--- Source extract Enclosed Below ---

Treatment of pulmonary
infections caused by Mycobacterium abscessus are extremely difficult to treat, as this species is naturally resistant to many common
antibiotics.
Liposomes are vesicular nanocarriers suitable for hydrophilic and lipophilic
drug loading, able to deliver drugs to the target site, and successfully used in different
pharmaceutical applications. Moreover,
liposomes are biocompatible, biodegradable and nontoxic vesicles and nebulized
liposomes are efficient in targeting
antibacterial agents to macrophages. The present aim was to formulate
rifampicin-loaded
liposomes (RIF-Lipo) for lung delivery, in order to increase the local concentration of the
antibiotic. Unilamellar liposomal vesicles composed of anionic
DPPG mixed with HSPC for
rifampicin delivery were designed, prepared, and characterized. Samples were prepared by using the thin-film hydration method. RIF-Lipo and unloaded
liposomes were characterized in terms of size, ΞΆ-potential, bilayer features, stability and in different
biological media.

--- End of Enclosed Source extract ---
--- Dataset records Enclosed Below ---

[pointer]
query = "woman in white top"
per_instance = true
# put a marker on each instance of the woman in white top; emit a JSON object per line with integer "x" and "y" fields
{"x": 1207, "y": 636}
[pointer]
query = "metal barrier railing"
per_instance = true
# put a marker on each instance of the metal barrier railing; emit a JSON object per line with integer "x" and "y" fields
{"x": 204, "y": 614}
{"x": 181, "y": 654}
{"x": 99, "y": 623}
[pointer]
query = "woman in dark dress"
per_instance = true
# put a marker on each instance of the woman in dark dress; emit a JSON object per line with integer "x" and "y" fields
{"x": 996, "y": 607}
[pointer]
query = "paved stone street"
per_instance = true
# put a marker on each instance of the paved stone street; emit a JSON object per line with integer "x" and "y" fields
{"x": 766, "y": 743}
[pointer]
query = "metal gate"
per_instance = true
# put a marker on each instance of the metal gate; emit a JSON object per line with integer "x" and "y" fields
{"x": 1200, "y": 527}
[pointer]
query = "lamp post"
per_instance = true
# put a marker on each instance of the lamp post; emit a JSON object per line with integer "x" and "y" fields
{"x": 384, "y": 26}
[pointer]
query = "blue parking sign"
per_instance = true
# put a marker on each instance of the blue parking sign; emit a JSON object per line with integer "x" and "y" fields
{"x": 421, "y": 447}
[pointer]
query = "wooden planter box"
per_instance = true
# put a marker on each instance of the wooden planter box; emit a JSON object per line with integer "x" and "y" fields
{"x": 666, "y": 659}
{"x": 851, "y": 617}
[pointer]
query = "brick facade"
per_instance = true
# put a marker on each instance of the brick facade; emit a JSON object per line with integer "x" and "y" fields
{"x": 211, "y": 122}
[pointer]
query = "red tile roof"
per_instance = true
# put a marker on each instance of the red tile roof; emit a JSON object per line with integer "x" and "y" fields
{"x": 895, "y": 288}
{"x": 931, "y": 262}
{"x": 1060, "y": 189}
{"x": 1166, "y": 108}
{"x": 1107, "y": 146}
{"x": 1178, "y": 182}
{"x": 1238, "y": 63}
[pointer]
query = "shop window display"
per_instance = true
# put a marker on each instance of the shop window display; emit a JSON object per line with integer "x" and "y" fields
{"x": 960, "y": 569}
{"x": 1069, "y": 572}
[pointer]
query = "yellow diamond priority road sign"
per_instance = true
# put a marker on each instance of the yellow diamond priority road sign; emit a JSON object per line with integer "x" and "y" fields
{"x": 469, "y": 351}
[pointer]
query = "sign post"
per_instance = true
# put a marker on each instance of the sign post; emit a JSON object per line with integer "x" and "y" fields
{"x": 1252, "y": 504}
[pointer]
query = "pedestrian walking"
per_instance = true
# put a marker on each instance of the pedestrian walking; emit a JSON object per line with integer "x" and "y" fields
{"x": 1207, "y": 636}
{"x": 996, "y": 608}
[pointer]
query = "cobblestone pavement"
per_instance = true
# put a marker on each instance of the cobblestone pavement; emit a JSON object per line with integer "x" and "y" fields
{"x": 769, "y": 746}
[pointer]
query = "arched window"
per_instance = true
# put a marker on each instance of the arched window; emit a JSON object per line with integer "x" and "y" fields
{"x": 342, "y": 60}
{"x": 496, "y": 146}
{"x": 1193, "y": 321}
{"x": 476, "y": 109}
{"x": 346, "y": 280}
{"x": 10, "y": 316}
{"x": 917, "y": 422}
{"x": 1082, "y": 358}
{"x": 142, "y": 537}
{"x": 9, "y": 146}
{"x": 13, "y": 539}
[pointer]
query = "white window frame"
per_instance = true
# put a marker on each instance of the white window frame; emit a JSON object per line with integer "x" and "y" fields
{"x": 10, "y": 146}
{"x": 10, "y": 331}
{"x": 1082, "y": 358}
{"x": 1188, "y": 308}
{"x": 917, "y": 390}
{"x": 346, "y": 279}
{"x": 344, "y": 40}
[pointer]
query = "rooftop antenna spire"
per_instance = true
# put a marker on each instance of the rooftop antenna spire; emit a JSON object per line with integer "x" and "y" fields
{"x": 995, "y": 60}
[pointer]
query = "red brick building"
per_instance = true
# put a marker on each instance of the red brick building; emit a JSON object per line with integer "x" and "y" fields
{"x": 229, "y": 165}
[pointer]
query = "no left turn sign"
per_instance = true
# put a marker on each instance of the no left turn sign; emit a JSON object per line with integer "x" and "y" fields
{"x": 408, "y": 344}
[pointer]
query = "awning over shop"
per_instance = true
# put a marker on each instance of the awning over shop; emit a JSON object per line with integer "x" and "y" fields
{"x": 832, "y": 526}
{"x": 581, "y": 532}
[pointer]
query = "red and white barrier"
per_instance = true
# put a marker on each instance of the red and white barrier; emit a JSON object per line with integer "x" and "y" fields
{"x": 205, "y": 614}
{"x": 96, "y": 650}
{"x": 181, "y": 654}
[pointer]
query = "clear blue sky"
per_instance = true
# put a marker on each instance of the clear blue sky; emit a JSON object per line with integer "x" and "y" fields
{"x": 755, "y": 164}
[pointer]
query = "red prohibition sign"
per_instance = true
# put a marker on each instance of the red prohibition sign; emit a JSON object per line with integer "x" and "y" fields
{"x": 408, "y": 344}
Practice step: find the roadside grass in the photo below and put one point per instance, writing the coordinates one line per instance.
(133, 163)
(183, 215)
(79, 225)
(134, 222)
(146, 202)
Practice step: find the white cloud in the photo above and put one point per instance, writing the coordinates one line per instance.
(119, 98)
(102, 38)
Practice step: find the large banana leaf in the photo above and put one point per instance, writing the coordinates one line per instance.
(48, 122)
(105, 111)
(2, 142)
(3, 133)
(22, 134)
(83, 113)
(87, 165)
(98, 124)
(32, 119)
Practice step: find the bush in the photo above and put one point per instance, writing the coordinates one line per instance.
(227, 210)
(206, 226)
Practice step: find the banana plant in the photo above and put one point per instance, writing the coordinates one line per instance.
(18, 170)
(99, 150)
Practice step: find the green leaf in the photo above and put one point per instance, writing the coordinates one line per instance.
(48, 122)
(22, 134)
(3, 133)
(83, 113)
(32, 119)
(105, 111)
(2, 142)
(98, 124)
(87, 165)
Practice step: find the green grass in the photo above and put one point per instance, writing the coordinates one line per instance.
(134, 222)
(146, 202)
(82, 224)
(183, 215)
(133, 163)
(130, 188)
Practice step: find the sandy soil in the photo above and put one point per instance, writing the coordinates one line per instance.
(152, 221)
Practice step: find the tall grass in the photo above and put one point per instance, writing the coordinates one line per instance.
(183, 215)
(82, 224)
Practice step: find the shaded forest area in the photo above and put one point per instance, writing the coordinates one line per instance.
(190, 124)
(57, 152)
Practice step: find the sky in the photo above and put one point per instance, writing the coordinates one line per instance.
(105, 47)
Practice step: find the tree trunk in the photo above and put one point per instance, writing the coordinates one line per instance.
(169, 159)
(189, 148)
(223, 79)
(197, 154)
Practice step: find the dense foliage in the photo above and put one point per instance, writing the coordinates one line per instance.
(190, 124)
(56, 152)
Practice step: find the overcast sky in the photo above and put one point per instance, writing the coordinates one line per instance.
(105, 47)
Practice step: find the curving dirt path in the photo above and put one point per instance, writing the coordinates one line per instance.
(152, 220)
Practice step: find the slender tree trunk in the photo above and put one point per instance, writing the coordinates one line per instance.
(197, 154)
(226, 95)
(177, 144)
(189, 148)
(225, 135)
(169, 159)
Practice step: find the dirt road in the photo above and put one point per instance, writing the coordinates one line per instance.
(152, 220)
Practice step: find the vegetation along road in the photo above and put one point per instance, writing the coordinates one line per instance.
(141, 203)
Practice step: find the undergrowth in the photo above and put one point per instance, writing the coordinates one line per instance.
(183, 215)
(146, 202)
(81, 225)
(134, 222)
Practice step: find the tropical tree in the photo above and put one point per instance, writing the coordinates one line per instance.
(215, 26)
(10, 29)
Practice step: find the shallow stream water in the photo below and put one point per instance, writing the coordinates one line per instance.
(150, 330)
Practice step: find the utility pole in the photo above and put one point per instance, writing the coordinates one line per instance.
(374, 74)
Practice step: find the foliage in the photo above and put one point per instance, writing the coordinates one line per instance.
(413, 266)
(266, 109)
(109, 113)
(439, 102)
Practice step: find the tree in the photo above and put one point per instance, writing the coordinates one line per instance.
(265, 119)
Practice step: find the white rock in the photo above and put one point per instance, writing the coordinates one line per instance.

--- End of Enclosed Dataset records ---

→ **Exercise aim**
Transcribe the passage on rifampicin-loaded liposomes between "Treatment of pulmonary" and "antibiotics.", inclusive. The items have no connection to the passage on rifampicin-loaded liposomes.

→ **Solution for this problem**
Treatment of pulmonary
infections caused by Mycobacterium abscessus are extremely difficult to treat, as this species is naturally resistant to many common
antibiotics.